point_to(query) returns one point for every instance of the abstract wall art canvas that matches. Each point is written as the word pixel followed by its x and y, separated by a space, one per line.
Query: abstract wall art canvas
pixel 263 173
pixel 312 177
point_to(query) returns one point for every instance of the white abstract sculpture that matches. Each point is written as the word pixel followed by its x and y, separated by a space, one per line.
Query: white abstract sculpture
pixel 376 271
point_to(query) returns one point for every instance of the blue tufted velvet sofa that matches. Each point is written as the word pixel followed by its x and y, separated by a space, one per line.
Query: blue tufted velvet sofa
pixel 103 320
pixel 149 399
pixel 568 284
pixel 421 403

==

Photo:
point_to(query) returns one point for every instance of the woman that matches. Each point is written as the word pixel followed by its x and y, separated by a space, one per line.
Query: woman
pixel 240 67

---

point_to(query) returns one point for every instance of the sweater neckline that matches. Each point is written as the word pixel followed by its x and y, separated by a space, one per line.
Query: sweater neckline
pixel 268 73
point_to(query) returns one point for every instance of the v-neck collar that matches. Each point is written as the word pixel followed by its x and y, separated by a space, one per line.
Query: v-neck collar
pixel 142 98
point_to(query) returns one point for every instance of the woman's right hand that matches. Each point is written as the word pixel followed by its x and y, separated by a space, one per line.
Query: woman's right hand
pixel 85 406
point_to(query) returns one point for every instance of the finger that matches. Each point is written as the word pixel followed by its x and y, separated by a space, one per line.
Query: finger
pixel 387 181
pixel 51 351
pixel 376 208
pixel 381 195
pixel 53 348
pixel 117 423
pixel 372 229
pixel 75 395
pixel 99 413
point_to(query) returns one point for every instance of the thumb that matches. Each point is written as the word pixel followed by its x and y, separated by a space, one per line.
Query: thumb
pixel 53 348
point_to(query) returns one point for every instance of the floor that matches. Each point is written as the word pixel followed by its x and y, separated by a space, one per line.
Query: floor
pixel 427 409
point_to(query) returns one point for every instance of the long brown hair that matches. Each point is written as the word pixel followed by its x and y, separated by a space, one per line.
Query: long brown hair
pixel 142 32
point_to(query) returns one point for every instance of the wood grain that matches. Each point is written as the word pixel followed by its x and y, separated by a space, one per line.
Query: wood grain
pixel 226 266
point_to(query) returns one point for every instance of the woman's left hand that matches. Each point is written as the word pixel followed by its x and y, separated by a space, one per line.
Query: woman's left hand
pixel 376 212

§ **What to produce**
Repeat exactly the lines of the listing above, from the one with "of the v-neck" down to the one with "the woman's left"; both of those lines belong in the range.

§ **Response to this exercise**
point_to(query) returns one point for every instance of the v-neck collar that matches. Each point is written as the word pixel followed by its x and y, separated by a space, one per line.
Query: v-neck collar
pixel 142 98
point_to(query) returns one point for every instance of the woman's right hand that matches. Each point is written as the word pixel followed by its x and y, separated by a space, one per line.
Query: woman's right hand
pixel 85 406
point_to(query) returns one point for every instance of the finger that matches. Each point is written as the word pixel followed by its x and y, separated by a space, one per line.
Query: finger
pixel 387 181
pixel 51 351
pixel 376 208
pixel 381 195
pixel 53 348
pixel 117 423
pixel 372 229
pixel 75 395
pixel 99 413
point_to(query) returns one point for every instance of the thumb that matches. Each point is written as the word pixel followed by its x and y, separated by a space, one per line.
Query: thumb
pixel 53 348
point_to(query) returns one point for every instance of the floor that matches. Each point is written as the word pixel followed by its x and y, separated by a space, one per line.
Query: floor
pixel 427 409
point_to(query) returns one point for every instance of the long brown hair that matches. Each point is written as the word pixel followed by its x and y, separated by a space, one per line.
Query: long brown hair
pixel 142 32
point_to(query) returns one point for every instance of the wood grain that matches. Each point is written as the word pixel followed by its x and y, separated by a space, one per line.
Query: wood grain
pixel 226 266
point_to(query) returns one point for every instance of the woman's left hand that matches. Each point is written as the word pixel followed by its x and y, separated by a space, one per line.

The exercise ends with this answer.